Filter the material below down to the lines that contain the word "pumpkin", and copy each of those lines in full. Case counts.

....

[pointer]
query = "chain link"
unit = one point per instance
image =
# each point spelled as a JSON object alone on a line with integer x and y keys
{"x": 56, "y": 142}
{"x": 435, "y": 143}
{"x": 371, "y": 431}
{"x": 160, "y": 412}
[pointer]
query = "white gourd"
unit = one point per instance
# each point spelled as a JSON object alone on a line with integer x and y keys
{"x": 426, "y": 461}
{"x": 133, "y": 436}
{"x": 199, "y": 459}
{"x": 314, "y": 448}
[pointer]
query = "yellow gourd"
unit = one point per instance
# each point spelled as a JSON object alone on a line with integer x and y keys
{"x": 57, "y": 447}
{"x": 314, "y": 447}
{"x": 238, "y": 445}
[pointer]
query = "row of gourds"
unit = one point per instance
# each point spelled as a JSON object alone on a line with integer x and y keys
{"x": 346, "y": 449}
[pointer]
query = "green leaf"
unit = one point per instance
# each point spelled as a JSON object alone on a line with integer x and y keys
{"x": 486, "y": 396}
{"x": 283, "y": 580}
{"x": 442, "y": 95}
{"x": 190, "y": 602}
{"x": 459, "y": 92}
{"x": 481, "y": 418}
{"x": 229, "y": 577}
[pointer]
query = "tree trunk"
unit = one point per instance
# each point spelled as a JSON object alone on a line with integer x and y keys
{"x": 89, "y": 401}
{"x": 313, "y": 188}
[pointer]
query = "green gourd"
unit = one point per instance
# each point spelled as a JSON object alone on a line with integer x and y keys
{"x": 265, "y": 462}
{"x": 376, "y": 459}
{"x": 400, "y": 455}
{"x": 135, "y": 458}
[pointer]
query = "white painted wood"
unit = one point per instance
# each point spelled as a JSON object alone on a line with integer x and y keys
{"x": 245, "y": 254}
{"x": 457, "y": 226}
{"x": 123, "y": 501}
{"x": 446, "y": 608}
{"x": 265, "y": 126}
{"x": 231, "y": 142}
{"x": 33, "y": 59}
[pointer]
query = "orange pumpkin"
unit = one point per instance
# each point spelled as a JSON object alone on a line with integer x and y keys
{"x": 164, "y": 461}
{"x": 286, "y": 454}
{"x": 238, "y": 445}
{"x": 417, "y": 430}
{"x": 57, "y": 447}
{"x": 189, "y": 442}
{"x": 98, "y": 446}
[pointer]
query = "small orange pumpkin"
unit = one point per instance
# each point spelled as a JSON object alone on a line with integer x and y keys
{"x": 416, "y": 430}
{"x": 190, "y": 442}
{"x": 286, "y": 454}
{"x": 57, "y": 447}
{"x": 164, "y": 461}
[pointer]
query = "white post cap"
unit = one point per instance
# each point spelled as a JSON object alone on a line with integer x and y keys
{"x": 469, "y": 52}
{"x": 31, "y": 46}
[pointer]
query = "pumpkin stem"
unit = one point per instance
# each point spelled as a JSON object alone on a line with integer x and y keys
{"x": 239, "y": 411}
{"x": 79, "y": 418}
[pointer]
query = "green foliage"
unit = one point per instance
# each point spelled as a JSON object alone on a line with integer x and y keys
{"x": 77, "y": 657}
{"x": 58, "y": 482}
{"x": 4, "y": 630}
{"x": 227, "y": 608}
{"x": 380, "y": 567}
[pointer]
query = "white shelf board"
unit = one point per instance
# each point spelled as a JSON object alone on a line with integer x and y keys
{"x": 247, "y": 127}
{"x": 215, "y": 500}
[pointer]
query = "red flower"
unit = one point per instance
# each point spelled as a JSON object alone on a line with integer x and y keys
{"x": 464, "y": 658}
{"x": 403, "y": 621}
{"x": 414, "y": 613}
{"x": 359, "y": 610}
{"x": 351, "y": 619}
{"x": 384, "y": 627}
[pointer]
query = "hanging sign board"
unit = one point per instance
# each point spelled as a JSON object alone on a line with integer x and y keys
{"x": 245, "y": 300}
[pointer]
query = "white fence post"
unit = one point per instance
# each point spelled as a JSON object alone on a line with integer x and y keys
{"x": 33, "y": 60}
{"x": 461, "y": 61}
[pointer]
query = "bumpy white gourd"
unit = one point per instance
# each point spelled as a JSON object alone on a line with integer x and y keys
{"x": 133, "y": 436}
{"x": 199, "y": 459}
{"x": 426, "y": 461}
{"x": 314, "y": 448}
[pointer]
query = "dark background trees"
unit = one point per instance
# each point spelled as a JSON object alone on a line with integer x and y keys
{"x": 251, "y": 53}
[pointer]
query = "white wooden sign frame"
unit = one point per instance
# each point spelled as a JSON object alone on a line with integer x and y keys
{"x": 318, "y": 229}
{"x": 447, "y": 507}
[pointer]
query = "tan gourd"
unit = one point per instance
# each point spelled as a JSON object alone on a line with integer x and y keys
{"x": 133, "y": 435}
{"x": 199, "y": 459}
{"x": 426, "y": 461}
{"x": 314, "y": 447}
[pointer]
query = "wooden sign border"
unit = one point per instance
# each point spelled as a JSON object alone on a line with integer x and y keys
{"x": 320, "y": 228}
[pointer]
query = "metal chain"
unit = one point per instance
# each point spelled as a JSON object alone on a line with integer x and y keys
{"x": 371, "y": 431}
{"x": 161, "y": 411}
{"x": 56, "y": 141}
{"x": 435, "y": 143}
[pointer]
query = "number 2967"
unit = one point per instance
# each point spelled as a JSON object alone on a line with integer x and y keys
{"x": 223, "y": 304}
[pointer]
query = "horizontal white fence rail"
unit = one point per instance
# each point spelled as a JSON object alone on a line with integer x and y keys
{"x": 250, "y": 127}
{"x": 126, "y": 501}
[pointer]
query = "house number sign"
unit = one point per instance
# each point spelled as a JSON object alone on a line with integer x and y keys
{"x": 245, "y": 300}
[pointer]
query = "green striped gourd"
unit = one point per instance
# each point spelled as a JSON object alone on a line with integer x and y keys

....

[Solution below]
query = "orange pumpkin"
query = "small orange pumpkin"
query = "pumpkin stem"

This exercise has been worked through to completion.